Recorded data
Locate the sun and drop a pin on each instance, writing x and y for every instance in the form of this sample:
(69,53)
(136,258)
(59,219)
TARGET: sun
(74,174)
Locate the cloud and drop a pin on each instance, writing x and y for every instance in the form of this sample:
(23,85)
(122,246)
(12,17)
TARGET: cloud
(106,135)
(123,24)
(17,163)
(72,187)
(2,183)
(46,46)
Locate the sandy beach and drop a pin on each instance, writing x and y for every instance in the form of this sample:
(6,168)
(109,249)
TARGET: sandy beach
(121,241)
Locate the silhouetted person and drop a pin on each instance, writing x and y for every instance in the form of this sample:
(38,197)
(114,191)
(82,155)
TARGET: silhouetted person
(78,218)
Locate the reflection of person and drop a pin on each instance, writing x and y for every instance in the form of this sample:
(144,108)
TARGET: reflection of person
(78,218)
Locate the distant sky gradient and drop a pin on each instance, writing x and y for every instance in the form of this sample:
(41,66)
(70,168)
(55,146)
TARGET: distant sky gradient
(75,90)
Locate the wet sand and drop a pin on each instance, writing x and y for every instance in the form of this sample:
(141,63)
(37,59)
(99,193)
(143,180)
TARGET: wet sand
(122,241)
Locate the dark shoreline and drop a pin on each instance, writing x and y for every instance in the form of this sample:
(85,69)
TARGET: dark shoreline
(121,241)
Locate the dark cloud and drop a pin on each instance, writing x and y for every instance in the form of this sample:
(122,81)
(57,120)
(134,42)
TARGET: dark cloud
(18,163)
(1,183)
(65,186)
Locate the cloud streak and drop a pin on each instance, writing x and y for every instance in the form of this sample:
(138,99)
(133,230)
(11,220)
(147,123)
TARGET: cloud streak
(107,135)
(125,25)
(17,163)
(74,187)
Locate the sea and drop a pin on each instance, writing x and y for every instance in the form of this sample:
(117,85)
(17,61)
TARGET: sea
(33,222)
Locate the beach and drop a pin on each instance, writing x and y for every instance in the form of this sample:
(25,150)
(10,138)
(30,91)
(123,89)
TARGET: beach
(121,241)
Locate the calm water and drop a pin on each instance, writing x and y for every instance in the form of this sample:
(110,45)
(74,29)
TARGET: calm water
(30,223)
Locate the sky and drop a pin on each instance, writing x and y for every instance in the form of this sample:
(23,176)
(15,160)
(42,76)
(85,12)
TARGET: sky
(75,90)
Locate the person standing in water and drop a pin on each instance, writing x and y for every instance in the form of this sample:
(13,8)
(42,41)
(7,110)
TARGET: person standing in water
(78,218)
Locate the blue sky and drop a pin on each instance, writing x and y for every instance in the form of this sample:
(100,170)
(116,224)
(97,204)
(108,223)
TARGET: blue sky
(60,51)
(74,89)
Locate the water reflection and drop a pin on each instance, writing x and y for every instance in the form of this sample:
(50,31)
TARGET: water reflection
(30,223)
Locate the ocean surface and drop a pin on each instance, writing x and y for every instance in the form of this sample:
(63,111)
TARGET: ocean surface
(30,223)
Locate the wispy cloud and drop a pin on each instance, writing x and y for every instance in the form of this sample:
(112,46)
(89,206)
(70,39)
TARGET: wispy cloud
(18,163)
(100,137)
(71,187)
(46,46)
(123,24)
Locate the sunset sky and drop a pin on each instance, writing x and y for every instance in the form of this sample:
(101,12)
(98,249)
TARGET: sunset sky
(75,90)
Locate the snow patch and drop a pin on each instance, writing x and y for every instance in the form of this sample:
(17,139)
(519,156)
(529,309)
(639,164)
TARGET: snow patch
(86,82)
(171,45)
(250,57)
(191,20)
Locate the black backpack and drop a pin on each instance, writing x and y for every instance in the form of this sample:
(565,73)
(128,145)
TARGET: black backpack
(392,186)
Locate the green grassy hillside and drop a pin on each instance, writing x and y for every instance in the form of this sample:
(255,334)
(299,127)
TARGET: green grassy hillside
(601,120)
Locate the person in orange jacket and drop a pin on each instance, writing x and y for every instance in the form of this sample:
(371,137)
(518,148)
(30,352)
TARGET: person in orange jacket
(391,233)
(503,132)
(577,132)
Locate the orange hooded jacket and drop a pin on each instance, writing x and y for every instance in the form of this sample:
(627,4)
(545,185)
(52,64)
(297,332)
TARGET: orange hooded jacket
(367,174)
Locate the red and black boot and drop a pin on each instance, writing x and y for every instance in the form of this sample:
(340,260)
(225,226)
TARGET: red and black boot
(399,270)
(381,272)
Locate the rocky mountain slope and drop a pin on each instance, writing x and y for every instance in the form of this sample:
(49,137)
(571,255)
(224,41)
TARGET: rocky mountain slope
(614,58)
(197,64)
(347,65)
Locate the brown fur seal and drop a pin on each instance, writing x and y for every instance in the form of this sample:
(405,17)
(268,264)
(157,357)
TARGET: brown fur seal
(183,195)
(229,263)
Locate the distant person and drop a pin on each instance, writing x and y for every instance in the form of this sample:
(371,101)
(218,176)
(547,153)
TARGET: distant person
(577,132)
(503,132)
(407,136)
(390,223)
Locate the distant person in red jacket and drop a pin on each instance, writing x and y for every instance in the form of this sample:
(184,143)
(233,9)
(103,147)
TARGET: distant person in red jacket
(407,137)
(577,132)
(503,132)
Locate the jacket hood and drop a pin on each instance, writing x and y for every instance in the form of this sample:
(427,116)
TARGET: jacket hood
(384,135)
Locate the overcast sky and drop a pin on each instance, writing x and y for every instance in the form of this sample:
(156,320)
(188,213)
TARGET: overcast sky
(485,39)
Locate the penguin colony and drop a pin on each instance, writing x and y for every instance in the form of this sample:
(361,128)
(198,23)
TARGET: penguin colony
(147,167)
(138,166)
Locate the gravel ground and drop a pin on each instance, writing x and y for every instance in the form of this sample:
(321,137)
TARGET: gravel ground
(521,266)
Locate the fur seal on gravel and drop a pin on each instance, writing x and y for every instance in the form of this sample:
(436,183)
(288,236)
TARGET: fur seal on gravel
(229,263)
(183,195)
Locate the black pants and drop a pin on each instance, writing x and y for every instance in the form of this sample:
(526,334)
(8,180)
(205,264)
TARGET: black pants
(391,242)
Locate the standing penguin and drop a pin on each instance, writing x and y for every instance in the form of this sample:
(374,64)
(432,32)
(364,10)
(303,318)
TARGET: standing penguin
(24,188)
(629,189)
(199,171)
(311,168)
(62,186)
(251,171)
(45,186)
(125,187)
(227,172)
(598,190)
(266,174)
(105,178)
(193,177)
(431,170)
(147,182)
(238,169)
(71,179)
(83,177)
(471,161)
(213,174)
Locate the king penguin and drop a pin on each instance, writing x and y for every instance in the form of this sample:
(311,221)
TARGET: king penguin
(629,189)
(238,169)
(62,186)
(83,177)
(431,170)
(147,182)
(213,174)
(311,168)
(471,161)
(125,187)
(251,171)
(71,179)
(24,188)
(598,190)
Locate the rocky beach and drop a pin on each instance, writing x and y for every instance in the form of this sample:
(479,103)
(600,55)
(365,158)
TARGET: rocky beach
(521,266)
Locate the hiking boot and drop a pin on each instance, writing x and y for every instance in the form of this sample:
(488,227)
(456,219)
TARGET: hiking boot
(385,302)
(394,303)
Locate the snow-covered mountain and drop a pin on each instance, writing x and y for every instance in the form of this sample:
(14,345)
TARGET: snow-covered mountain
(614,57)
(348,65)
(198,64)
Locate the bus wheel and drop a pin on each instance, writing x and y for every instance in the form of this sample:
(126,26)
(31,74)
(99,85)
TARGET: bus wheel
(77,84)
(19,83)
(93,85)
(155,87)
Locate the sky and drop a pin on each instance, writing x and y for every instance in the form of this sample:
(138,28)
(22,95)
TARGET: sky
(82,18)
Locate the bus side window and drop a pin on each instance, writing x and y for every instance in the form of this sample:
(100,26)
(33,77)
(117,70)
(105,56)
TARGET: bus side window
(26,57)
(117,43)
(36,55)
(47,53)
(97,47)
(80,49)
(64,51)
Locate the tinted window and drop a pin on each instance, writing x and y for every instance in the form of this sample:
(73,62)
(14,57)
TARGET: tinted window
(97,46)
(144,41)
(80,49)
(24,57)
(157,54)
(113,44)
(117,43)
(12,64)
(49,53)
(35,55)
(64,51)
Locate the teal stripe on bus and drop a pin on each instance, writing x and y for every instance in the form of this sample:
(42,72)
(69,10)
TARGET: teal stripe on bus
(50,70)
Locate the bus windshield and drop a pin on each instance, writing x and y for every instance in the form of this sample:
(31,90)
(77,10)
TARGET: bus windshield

**WHAT THE EXERCISE ASKS**
Read the entries above, then pull out the lines that include "windshield".

**RESPONSE**
Locate the bus windshield and drop a pin on each instance, writing x and y for every instance in the form of this sample:
TARGET: bus windshield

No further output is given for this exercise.